O show de aniversário do Grupo Globo foi apoteótico e criativo, com certeza, uma afirmação do seu império na Comunicação.
Tudo foi preciso, sem contradições ou vozes dissonantes, para que fique no imaginário das pessoas um belo conto de fadas.
Quase tentaram explicar o condenável acordo com o grupo Time Life que, na época, investiu uma fortuna para montar a TV Globo.
Na sequência dos quadros do exuberante musical, muitos que por lá passaram foram ignorados. É o caso de José Bonifácio de Oliveira, o Boni, L, um dos cérebros do grupo. Não homenageá-lo é o mesmo que fazer um documentário sobre o futebol no Brasil e não citar Pelé. Por outro lado, resgataram Regina Duarte cujas gargalhadas, como Ministra da Cultura, em plena pandemia da Covid 19, diante da morte e da miséria financeira de milhares de artistas ainda ecoam rasgando o tempo e sua imagem de namoradinha do Brasil.

Informações extraídas:

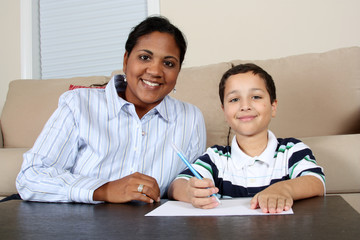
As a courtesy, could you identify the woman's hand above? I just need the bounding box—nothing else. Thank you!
[93,172,160,203]
[185,177,219,209]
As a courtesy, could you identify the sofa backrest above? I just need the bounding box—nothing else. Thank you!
[171,47,360,146]
[1,47,360,147]
[1,76,109,148]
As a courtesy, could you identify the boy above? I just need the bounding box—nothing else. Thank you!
[168,64,325,213]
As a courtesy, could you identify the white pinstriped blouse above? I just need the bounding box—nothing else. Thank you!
[16,76,206,203]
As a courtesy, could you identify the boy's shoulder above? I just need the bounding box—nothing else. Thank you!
[277,137,304,152]
[207,145,231,157]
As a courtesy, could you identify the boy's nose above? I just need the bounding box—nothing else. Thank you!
[240,101,251,111]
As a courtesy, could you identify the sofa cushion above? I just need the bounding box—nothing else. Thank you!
[1,76,109,148]
[0,148,29,196]
[232,47,360,137]
[170,63,231,146]
[301,134,360,193]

Lista de tarefas:
1: No texto sobre o show de aniversário do Grupo Globo, com o que se compara o fato de não homenagear Boni?
2: Diga se cada afirmação abaixo está de acordo com o texto sobre o show de aniversário do Grupo Globo, citando as palavras dele que decidem a resposta. (a) O grupo Time Life investiu uma fortuna para montar a TV Globo. (b) Boni recebeu homenagem no musical. (c) Regina Duarte ficou de fora do espetáculo.
3: Prolongue o texto sobre o show de aniversário do Grupo Globo a partir do ponto em que ele termina.

Respostas por item:
1: Com fazer um documentário sobre o futebol no Brasil sem citar Pelé.

2:
(a) Sim: "investiu uma fortuna para montar a TV Globo".
(b) Não: "muitos que por lá passaram foram ignorados. É o caso de José Bonifácio de Oliveira, o Boni".
(c) Não: "resgataram Regina Duarte".

3:
O setor de Jornalismo na Globo é incontestável do ponto de vista profissional, obviamente, sempre atendendo aos interesses da emissora, quase sempre, resvalando politicamente para tendências do mercado ou para políticas de centro direita.
No show de aniversário dos 60 anos, talvez a omissão mais flagrante foi não ter sido abordado o atrelamento da Globo com a Ditadura Militar de 1964, e seu apoio ao Ato AI5, que censurou, perseguiu jornalistas, artistas e demais críticos à ditadura. Também não foi colocada a maneira que a TV Globo abordou o Movimento Popular, Diretas Já, na Praça Sé, em São Paulo, com mais de 300 mil pessoas, diminuindo o impacto da manifestação.
Nesta narrativa do politicamente correto da festa de aniversário, foi abafado o caso Procunsult. Uma armação da TV Globo com o então candidato ao governo do RJ, Moreira Franco, para detonar Leonel Brizola, favorito da população. O golpe consistia desta empresa Procunsult em informatizar a eleição com transferência de votos nulos e em branco para Moreira, apoiado por militares da Ditadura. Chegaram a publicar uma pesquisa falsa.
Brizola soube da armação e convocou uma coletiva com a imprensa internacional conseguindo abortar o golpe.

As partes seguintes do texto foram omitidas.